### DOCUMENT EXTRACT
========================================

Home

Awesome

Website Crawler for PHP

Tests Test Coverage Maintainability Packagist Downloads

A highly extendible, dependency free Crawler for HTML, PDFS or any other type of Documents.

Why another Page Crawler? Yes, indeed, there are already very good Crawlers around, therefore those where my goals:

Installation

Composer is required to install this library:

composer require nadar/crawler

In order to use the PDF Parser, the optional library smalot/pdfparser must be installed:

smalot/pdfparser

Usage

  1. First we need to provide the crawler the information what should be done with the results from a crawler run:

Create your handler, those are the classes which interact with the crawler in order to store your content/results somwehere. The afterRun() method will run whenever an URL is crawled and contains the results:

class MyCrawlHandler implements \Nadar\Crawler\Interfaces\HandlerInterface
{
    public function afterRun(\Nadar\Crawler\Result $result)
    {
        echo $result->title . " with content " . $result->content . " for url " . $result->url->getNormalized();
    }
    
    public function onSetup(Crawler $crawler)
    {
        // do some stuff before the crawler runs, maybe truncate your temporary table where the results should be stored.
    }
    
    public function onEnd(Crawler $crawler)
    {
        // runs when the crawler is finished, maybe synchronize your temporary index table with the "real" site index.

========================================

### DATASET EXCERPTS
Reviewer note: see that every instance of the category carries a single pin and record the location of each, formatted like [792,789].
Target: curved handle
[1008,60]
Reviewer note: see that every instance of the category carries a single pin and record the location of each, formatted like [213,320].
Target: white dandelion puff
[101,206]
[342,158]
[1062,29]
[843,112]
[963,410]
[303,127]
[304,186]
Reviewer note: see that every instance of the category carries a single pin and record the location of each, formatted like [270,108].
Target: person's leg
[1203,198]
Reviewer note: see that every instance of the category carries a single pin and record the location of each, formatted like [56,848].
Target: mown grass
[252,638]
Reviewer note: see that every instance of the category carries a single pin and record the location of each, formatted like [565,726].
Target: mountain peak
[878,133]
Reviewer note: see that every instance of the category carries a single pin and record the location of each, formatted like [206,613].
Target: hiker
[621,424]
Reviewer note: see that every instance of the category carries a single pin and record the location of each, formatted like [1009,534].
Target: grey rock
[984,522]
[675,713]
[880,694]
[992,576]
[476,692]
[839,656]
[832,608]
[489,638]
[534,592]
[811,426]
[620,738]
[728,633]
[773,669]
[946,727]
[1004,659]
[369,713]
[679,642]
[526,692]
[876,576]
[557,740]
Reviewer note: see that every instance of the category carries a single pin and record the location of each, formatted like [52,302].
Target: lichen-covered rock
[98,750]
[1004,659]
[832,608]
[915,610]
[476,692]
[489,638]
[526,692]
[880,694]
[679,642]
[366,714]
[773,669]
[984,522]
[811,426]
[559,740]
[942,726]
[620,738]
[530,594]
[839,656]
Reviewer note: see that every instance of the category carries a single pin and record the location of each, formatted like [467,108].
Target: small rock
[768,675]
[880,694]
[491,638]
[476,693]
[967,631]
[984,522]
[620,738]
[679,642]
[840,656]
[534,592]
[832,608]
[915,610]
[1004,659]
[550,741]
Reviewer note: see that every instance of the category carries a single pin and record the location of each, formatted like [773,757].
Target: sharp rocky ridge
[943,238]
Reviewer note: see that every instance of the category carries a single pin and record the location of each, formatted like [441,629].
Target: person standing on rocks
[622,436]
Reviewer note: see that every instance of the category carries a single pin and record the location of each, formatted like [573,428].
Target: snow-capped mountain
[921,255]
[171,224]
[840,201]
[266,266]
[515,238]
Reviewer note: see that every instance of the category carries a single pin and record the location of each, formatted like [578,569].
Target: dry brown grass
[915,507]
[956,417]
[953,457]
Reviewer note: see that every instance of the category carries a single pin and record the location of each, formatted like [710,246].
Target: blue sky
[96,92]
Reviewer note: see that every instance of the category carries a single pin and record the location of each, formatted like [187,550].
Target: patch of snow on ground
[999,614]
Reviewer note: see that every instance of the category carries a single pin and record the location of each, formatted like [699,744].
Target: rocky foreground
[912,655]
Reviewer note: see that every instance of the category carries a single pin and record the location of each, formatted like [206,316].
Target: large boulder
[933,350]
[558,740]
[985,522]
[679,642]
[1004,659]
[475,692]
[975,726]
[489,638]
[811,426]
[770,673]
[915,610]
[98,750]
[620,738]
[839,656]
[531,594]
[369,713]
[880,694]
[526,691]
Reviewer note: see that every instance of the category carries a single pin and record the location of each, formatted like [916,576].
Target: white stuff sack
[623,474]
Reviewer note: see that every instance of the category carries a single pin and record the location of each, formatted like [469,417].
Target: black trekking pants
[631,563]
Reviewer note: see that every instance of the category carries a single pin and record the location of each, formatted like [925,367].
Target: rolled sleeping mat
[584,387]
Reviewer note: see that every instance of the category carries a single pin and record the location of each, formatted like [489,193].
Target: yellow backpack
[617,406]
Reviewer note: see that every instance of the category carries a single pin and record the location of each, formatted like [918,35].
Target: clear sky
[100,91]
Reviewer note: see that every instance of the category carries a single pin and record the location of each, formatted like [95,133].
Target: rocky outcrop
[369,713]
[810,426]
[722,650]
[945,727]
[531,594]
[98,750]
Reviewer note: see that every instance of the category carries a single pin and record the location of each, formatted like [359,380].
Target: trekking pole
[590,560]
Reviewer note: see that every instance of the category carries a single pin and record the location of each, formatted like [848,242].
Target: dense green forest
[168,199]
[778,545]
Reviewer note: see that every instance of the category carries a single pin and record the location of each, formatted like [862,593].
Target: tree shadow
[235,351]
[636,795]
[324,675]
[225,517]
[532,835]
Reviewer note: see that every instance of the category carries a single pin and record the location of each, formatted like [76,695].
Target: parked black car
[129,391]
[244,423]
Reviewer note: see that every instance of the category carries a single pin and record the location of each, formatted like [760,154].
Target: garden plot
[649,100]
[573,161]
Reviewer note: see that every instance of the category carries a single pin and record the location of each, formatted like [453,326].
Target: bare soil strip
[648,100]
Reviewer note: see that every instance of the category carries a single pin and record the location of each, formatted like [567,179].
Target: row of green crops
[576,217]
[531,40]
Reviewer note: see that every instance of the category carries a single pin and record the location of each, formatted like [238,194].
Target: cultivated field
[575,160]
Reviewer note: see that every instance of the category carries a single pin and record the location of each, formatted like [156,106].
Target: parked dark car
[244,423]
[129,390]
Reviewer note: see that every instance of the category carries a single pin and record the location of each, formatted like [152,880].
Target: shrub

========================================

### WHAT TO DO
Extract everything from "1. First we" down to "should be stored." in the PHP crawler page, word for word.

### FINAL ANSWER
1. First we need to provide the crawler the information what should be done with the results from a crawler run:

Create your handler, those are the classes which interact with the crawler in order to store your content/results somwehere. The afterRun() method will run whenever an URL is crawled and contains the results:

class MyCrawlHandler implements \Nadar\Crawler\Interfaces\HandlerInterface
{
    public function afterRun(\Nadar\Crawler\Result $result)
    {
        echo $result->title . " with content " . $result->content . " for url " . $result->url->getNormalized();
    }
    
    public function onSetup(Crawler $crawler)
    {
        // do some stuff before the crawler runs, maybe truncate your temporary table where the results should be stored.